:: Source data
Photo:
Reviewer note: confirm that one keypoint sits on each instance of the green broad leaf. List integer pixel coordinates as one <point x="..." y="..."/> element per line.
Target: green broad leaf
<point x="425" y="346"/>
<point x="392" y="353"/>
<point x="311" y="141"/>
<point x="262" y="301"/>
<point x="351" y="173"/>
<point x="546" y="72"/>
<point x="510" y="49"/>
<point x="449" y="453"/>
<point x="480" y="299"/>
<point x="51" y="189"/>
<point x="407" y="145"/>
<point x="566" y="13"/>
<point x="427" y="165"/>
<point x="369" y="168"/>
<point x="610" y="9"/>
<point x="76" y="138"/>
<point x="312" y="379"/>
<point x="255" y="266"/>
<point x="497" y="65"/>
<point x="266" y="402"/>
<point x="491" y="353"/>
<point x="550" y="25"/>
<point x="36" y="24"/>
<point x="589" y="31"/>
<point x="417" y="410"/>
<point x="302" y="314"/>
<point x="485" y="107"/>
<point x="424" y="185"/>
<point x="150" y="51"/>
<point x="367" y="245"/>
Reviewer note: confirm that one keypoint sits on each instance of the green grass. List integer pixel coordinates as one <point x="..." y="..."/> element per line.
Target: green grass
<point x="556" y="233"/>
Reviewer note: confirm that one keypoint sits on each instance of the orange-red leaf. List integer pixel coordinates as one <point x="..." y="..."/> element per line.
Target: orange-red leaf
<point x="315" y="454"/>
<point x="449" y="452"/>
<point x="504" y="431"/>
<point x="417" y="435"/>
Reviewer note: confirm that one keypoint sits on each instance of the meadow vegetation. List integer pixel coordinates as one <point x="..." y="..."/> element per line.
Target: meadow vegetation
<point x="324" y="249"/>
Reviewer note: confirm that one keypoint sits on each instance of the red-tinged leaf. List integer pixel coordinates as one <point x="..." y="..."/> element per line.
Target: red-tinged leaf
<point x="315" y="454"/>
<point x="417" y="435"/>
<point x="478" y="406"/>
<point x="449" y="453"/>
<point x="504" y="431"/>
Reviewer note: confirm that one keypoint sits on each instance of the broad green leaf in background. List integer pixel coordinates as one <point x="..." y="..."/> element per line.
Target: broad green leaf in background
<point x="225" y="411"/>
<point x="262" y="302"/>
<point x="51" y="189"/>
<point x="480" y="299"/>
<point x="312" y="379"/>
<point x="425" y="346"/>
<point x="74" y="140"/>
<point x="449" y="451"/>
::::
:: Source data
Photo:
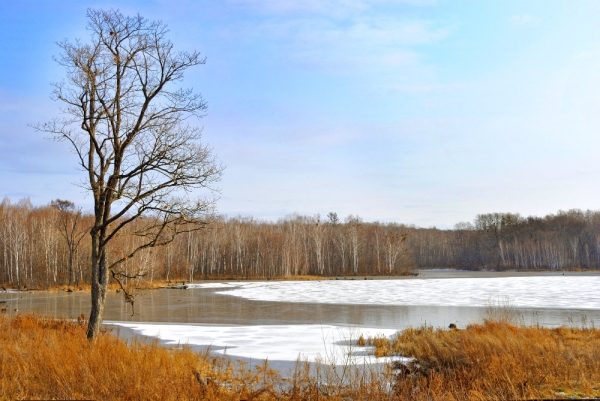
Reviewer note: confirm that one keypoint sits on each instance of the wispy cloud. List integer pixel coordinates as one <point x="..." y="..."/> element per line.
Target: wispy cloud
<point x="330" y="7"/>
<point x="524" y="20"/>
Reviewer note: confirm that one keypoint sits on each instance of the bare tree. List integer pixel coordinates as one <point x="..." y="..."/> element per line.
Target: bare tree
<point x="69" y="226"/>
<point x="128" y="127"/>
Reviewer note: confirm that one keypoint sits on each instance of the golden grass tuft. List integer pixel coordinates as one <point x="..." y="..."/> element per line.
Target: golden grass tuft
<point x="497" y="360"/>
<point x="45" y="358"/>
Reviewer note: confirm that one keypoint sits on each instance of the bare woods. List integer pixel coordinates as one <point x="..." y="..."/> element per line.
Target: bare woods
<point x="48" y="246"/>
::::
▶ _Task requirements_
Show all lines from the data above in which the word "that" appears.

▶ _Your solution_
Reviewer note: confirm that one keypoint sits on each instance of the green broad leaf. List integer pixel coordinates as one <point x="..." y="..."/> element per line.
Reviewer note: confirm that one keypoint sits on each instance of the green grass. List integer pixel coordinates as one <point x="..." y="..."/> element per line.
Reviewer note: confirm that one keypoint sits on each instance of the orange-red leaf. List integer pixel coordinates as one <point x="..." y="..."/> element per line.
Reviewer note: confirm that one keypoint sits on each instance of the meadow vegetation. List integer pixel coordinates as one <point x="..." y="..."/> element per line.
Reviewer note: confirm that one keypoint sits on each instance of the red-tinged leaf. List integer pixel coordinates as one <point x="..." y="..."/> element per line.
Reviewer note: confirm that one keypoint sits on each instance of the broad green leaf in background. List integer pixel coordinates as one <point x="..." y="..."/> element per line.
Reviewer note: confirm that one keypoint sits on each instance of the wispy cloud. List integer pixel coordinates as one <point x="..." y="..."/> element per line.
Reviewer note: confirm that one keypoint sits on each instance of the bare tree. List integer pixel coordinates as one <point x="..." y="..."/> element per line.
Reviewer note: confirm that one keypoint sits on each instance of the golden grass tuft. List integer pixel coordinates as one <point x="..." y="..."/> element per line.
Reviewer note: confirm that one keypoint sits on each instance of the bare woods. List integer pixel coordinates as one <point x="..." y="..."/> element per line.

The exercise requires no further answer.